What the task requires
Reproduce the data below word for word, from the first line through the last, and leave the pictures out of your copy.

Data shown

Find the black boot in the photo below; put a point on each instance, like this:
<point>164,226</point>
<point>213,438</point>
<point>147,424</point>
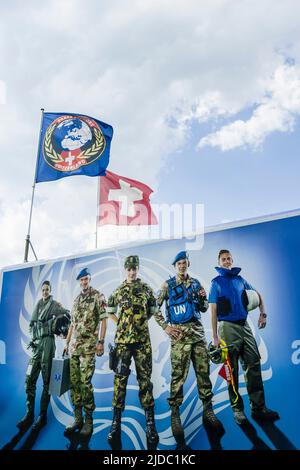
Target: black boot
<point>114,436</point>
<point>265,414</point>
<point>26,421</point>
<point>77,423</point>
<point>40,422</point>
<point>87,429</point>
<point>210,421</point>
<point>151,433</point>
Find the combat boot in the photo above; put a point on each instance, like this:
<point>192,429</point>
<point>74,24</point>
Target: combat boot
<point>114,436</point>
<point>264,414</point>
<point>177,428</point>
<point>151,433</point>
<point>40,422</point>
<point>77,423</point>
<point>87,428</point>
<point>210,421</point>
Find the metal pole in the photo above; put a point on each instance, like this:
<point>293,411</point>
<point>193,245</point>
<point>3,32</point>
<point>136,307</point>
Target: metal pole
<point>28,242</point>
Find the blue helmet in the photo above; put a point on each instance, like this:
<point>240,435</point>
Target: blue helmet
<point>84,272</point>
<point>179,256</point>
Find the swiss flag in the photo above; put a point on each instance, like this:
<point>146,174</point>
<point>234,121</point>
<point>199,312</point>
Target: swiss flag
<point>124,201</point>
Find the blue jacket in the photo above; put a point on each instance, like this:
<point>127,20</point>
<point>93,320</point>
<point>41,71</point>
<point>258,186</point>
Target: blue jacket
<point>226,291</point>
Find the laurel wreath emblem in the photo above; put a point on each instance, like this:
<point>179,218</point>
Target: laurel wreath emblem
<point>96,149</point>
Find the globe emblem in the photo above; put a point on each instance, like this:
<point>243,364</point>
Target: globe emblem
<point>72,134</point>
<point>73,141</point>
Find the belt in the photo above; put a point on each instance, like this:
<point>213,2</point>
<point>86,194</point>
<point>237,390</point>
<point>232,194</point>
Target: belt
<point>239,322</point>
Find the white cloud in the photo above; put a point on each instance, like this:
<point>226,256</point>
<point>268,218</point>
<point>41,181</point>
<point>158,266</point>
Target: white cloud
<point>276,112</point>
<point>150,68</point>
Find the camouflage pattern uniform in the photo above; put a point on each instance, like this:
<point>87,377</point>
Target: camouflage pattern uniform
<point>135,302</point>
<point>191,347</point>
<point>88,310</point>
<point>41,328</point>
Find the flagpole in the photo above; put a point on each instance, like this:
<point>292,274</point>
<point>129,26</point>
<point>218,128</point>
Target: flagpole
<point>28,242</point>
<point>98,203</point>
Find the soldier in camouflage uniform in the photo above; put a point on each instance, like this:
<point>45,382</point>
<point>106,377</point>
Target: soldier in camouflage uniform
<point>42,328</point>
<point>83,342</point>
<point>188,344</point>
<point>135,302</point>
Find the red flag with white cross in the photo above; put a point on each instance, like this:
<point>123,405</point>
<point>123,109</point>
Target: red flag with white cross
<point>124,201</point>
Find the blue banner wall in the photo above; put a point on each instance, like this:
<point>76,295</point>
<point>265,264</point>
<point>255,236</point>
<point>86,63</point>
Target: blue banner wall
<point>268,253</point>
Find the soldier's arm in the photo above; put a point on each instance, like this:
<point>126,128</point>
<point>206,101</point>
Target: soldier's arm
<point>70,331</point>
<point>151,304</point>
<point>203,302</point>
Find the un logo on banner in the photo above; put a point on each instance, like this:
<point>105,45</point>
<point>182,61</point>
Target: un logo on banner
<point>71,142</point>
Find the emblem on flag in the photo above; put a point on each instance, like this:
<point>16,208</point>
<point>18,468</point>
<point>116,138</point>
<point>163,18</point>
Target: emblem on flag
<point>72,144</point>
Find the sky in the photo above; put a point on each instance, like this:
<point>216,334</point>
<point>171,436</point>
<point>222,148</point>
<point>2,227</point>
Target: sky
<point>203,96</point>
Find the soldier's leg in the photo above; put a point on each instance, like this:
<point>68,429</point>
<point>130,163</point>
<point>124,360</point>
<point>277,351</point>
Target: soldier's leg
<point>180,361</point>
<point>200,361</point>
<point>232,333</point>
<point>124,355</point>
<point>76,396</point>
<point>143,362</point>
<point>75,382</point>
<point>48,352</point>
<point>142,355</point>
<point>87,368</point>
<point>250,359</point>
<point>32,374</point>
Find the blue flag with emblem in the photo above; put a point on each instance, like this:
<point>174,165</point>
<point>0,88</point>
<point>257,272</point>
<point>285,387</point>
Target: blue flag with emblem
<point>72,144</point>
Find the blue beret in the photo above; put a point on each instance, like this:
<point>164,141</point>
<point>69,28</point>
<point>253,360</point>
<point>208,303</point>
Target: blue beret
<point>84,272</point>
<point>179,256</point>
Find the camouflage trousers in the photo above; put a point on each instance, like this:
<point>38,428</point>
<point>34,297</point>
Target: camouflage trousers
<point>182,354</point>
<point>82,369</point>
<point>142,355</point>
<point>41,361</point>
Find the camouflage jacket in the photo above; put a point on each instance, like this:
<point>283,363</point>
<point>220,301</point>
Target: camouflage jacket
<point>134,303</point>
<point>192,331</point>
<point>43,318</point>
<point>88,310</point>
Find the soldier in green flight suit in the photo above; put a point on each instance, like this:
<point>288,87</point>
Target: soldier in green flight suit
<point>84,340</point>
<point>134,303</point>
<point>185,298</point>
<point>42,328</point>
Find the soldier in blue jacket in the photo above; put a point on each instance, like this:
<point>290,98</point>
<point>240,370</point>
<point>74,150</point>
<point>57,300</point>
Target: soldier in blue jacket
<point>228,308</point>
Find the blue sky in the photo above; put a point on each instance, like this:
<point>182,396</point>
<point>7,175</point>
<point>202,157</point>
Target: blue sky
<point>235,184</point>
<point>204,101</point>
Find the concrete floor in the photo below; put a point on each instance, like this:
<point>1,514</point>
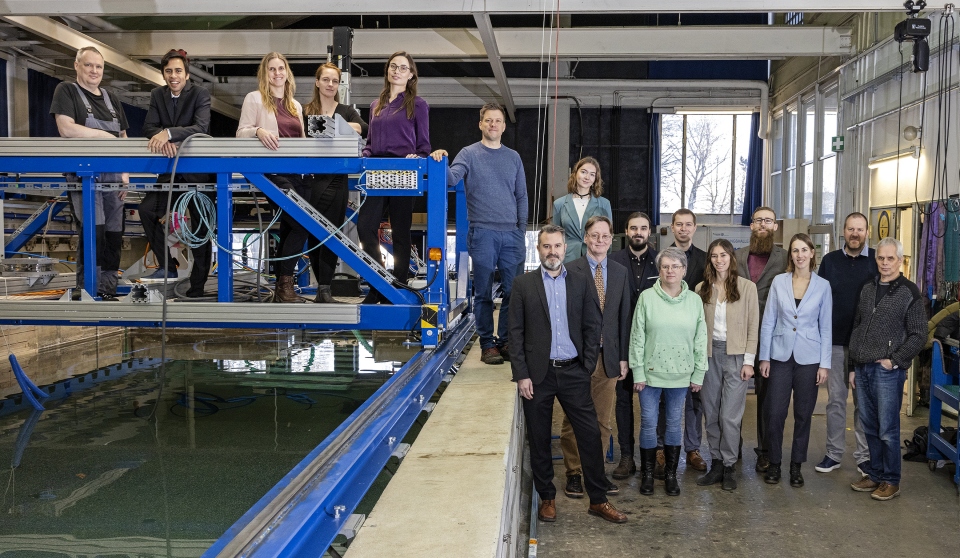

Right answer
Find the black boot in the photo below; put a point on each instance, like this:
<point>164,226</point>
<point>213,438</point>
<point>147,424</point>
Target: black boot
<point>114,436</point>
<point>265,414</point>
<point>26,421</point>
<point>77,423</point>
<point>40,422</point>
<point>87,429</point>
<point>210,421</point>
<point>151,433</point>
Find the combat boot in the photo above; put a point on each instance, like this:
<point>192,429</point>
<point>74,24</point>
Target: combat boot
<point>114,436</point>
<point>264,414</point>
<point>177,428</point>
<point>151,433</point>
<point>40,422</point>
<point>77,423</point>
<point>87,428</point>
<point>210,421</point>
Find the metal pole in the photo above; put a point on each instance, like this:
<point>293,411</point>
<point>193,245</point>
<point>3,32</point>
<point>136,307</point>
Target: metal pole
<point>28,242</point>
Find the blue helmet in the photo above; put a point on each instance, like this:
<point>240,435</point>
Target: blue helmet
<point>84,272</point>
<point>179,256</point>
Find the swiss flag in the photo above; put a point on each instance, like this:
<point>146,174</point>
<point>234,121</point>
<point>199,312</point>
Target: swiss flag
<point>124,201</point>
Find the blue jacket in the photo above; put a point on each instance, like this:
<point>127,20</point>
<point>93,320</point>
<point>41,71</point>
<point>258,186</point>
Target: blue jacket
<point>226,291</point>
Find the laurel wreath emblem in the photo above; put a point on each instance, like this:
<point>179,218</point>
Target: laurel wreath emblem
<point>96,149</point>
Find the globe emblem in the photo above; put a point on each instance, like this:
<point>243,364</point>
Target: globe emblem
<point>72,134</point>
<point>73,141</point>
Find the belt in the photo above; put a point on each instance, like this:
<point>213,2</point>
<point>86,194</point>
<point>237,390</point>
<point>232,194</point>
Target: belt
<point>239,322</point>
Find the white cloud in the photo above; put a point on each instance, like this:
<point>226,256</point>
<point>268,218</point>
<point>41,181</point>
<point>158,266</point>
Target: white cloud
<point>276,112</point>
<point>150,68</point>
Find the camouflage pattern uniform in the photo above; put a point on each instance, like this:
<point>87,377</point>
Target: camouflage pattern uniform
<point>135,302</point>
<point>191,347</point>
<point>88,310</point>
<point>41,328</point>
Find the flagpole in the photo above; put a point on each instance, like this:
<point>292,274</point>
<point>129,26</point>
<point>218,128</point>
Target: flagpole
<point>28,242</point>
<point>98,203</point>
Find the soldier in camouflage uniform in the photo above; put a point on each instance, like this:
<point>45,382</point>
<point>106,377</point>
Target: soldier in camouflage uniform
<point>42,328</point>
<point>83,342</point>
<point>188,344</point>
<point>135,302</point>
Find the red flag with white cross in the photo above; put a point on each instance, like this:
<point>123,405</point>
<point>123,109</point>
Target: red flag with white cross
<point>124,201</point>
Find the blue banner wall in the photo above; put a point on each instance, like this:
<point>76,295</point>
<point>265,264</point>
<point>255,236</point>
<point>86,63</point>
Target: blue banner wall
<point>268,253</point>
Find the soldier's arm in the photo above; put a point on each instance, like this:
<point>126,128</point>
<point>206,101</point>
Target: soldier's arm
<point>70,331</point>
<point>151,304</point>
<point>203,302</point>
Find the un logo on banner in the photo above; put a point on each instance, like this:
<point>105,45</point>
<point>182,61</point>
Target: un logo on banner
<point>71,142</point>
Find the emblem on flag in the photo above; put a point on each instance, like this:
<point>16,208</point>
<point>18,468</point>
<point>116,138</point>
<point>163,18</point>
Target: emblem on flag
<point>72,144</point>
Find the sky in the photo above; put a point on each instance, like this:
<point>216,334</point>
<point>171,436</point>
<point>222,148</point>
<point>2,227</point>
Target: sky
<point>203,96</point>
Find the soldier's leg in the photo above; put a point on each instance, like this:
<point>68,429</point>
<point>130,163</point>
<point>124,360</point>
<point>277,351</point>
Target: soldier's leg
<point>180,361</point>
<point>200,361</point>
<point>232,333</point>
<point>124,355</point>
<point>76,396</point>
<point>143,362</point>
<point>75,382</point>
<point>48,352</point>
<point>142,355</point>
<point>87,368</point>
<point>250,359</point>
<point>32,374</point>
Find the blue flag with emblem in the photo above; put a point on each instance, like this:
<point>174,165</point>
<point>0,88</point>
<point>257,272</point>
<point>285,387</point>
Target: blue flag with emblem
<point>72,144</point>
Find the blue beret in the photo above; put a point on each instance, like this:
<point>164,141</point>
<point>69,28</point>
<point>253,360</point>
<point>208,303</point>
Target: blue beret
<point>84,272</point>
<point>179,256</point>
Find the camouflage trousers in the photo above; put a point on each instance, like this:
<point>38,428</point>
<point>34,297</point>
Target: camouflage trousers
<point>182,354</point>
<point>82,369</point>
<point>142,355</point>
<point>41,361</point>
Find the camouflage jacket in the photo above; put a point on each instance, like this:
<point>283,363</point>
<point>220,301</point>
Target: camouflage jacket
<point>134,303</point>
<point>192,331</point>
<point>43,318</point>
<point>88,310</point>
Find the soldier in green flight suit in the photo above; put a point on each instance, like this:
<point>288,87</point>
Target: soldier in green flight suit
<point>84,340</point>
<point>134,303</point>
<point>185,298</point>
<point>42,328</point>
Find the soldier in blue jacket in the photo above; put a point on each instance, like this:
<point>290,98</point>
<point>240,370</point>
<point>74,150</point>
<point>57,300</point>
Target: soldier in blue jacket
<point>228,308</point>
Find the blue sky in the photo above; put a point on each instance, like this:
<point>182,396</point>
<point>7,175</point>
<point>202,157</point>
Target: blue sky
<point>235,184</point>
<point>204,101</point>
Find the concrete floor in the photo below; put a point on each instance, like this:
<point>1,514</point>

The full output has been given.